* Work to complete:
Copy every entry below exactly, and keep out the pictures.

* Data records:
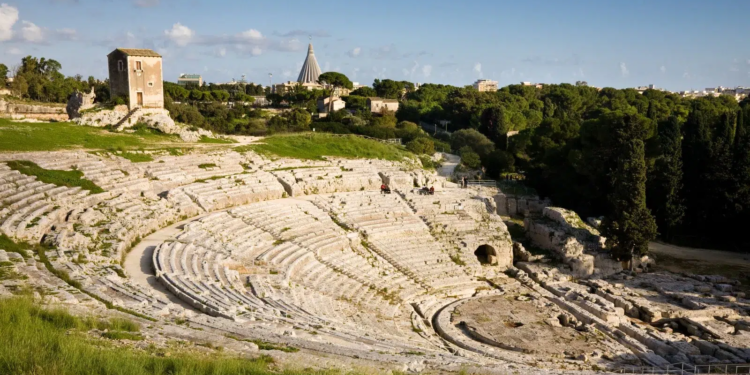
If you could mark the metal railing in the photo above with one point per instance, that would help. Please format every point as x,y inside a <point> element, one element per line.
<point>686,368</point>
<point>391,141</point>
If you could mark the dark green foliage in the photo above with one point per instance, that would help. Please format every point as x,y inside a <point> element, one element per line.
<point>497,163</point>
<point>474,140</point>
<point>39,79</point>
<point>61,178</point>
<point>421,146</point>
<point>665,181</point>
<point>469,158</point>
<point>628,225</point>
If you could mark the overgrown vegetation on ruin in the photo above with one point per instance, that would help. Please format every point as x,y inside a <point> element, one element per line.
<point>61,178</point>
<point>17,136</point>
<point>42,341</point>
<point>316,146</point>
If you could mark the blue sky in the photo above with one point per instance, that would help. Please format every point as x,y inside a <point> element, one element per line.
<point>676,45</point>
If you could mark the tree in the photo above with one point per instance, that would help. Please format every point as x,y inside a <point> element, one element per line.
<point>335,81</point>
<point>421,146</point>
<point>494,124</point>
<point>20,87</point>
<point>629,225</point>
<point>498,162</point>
<point>665,195</point>
<point>3,75</point>
<point>469,158</point>
<point>474,140</point>
<point>364,91</point>
<point>298,119</point>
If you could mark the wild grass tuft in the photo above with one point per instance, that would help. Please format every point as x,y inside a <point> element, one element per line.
<point>316,146</point>
<point>60,178</point>
<point>47,342</point>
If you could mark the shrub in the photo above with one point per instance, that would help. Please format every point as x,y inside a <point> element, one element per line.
<point>469,158</point>
<point>421,146</point>
<point>478,143</point>
<point>498,162</point>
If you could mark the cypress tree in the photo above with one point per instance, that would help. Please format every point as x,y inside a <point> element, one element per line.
<point>696,156</point>
<point>629,225</point>
<point>741,174</point>
<point>666,194</point>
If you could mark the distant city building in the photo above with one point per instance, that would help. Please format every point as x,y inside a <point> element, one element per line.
<point>537,85</point>
<point>190,79</point>
<point>338,104</point>
<point>485,85</point>
<point>377,105</point>
<point>308,75</point>
<point>136,76</point>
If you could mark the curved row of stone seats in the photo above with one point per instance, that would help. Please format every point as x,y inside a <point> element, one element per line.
<point>393,230</point>
<point>464,220</point>
<point>231,191</point>
<point>308,227</point>
<point>111,173</point>
<point>292,262</point>
<point>174,171</point>
<point>320,180</point>
<point>29,207</point>
<point>208,288</point>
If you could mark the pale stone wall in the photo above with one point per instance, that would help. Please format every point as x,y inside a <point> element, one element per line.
<point>149,82</point>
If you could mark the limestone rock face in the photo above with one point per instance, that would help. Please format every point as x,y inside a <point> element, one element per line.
<point>576,243</point>
<point>79,101</point>
<point>157,119</point>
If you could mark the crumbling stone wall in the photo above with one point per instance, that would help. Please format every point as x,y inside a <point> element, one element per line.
<point>512,205</point>
<point>577,244</point>
<point>18,111</point>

* Reply:
If you could mark the metal railing in the photo above with one point per instance, that would help. Please format every point as x,y inside a <point> element, one element per line.
<point>686,368</point>
<point>391,141</point>
If you could mark the dark green foliage in the photo above with one point per instance, that would help. Please format every point as x,y inside a <point> element, one element per line.
<point>497,163</point>
<point>474,140</point>
<point>39,79</point>
<point>61,178</point>
<point>421,146</point>
<point>665,181</point>
<point>469,158</point>
<point>628,225</point>
If you could mark the overgrown vegetation on ruin in the photo above with one point per instance, that would help. Please format every point as x,y inside a <point> element, one element per line.
<point>61,178</point>
<point>17,136</point>
<point>42,341</point>
<point>316,146</point>
If you could mark the blue sky in the photo above with one point per instance, that would help. Please format every point as x,y inside a <point> element, one element per line.
<point>676,45</point>
If you could mark the tree in the photo above with one point per instance, that would help. Please format every point as x,y inside a <point> element, one element per line.
<point>335,81</point>
<point>421,146</point>
<point>494,124</point>
<point>20,87</point>
<point>629,225</point>
<point>498,162</point>
<point>665,195</point>
<point>3,75</point>
<point>469,158</point>
<point>474,140</point>
<point>364,91</point>
<point>298,119</point>
If you could mark the wild grass tuft in the photo above with one point per instance, that would help. Please format every point as x,y inside a <point> element, one element per line.
<point>316,146</point>
<point>60,178</point>
<point>47,342</point>
If you could mark the shrub in the photo above with one point per instance, that would help. Please format every point as x,y inside a <point> element, one element per line.
<point>469,158</point>
<point>421,146</point>
<point>478,143</point>
<point>498,162</point>
If you could mark the cypress tree in the photo above with one point per instance, that would help. Please format every point as x,y inside a <point> element, one element per line.
<point>696,156</point>
<point>629,225</point>
<point>741,174</point>
<point>666,194</point>
If you could mark the distant city building in the photo above with one point per instance, that would help. Please format every point as x,y inside a <point> element, one element per line.
<point>537,85</point>
<point>190,79</point>
<point>338,104</point>
<point>485,85</point>
<point>377,105</point>
<point>308,75</point>
<point>136,76</point>
If you could mark the curved row of stone seats in the photo above with one point per instance, that would help. Please format every point as x,y inside a <point> element, one element per line.
<point>393,230</point>
<point>464,220</point>
<point>231,191</point>
<point>308,227</point>
<point>111,173</point>
<point>292,262</point>
<point>174,171</point>
<point>320,180</point>
<point>29,207</point>
<point>208,288</point>
If you could mark the pale stone wall in the photo above with one point per instance, that would help. Please format every point as x,y inside a <point> element, one element per line.
<point>149,82</point>
If you could mark the limestone rock face in the photo above with one point per instance, that would help. Please format every point as x,y inside a <point> element, one element per line.
<point>576,243</point>
<point>79,101</point>
<point>157,119</point>
If you could mark the crumbling stone wall in the photo above with one point per instance, that would help. Please format every point as x,y inside a <point> element, one element per line.
<point>512,205</point>
<point>577,244</point>
<point>18,111</point>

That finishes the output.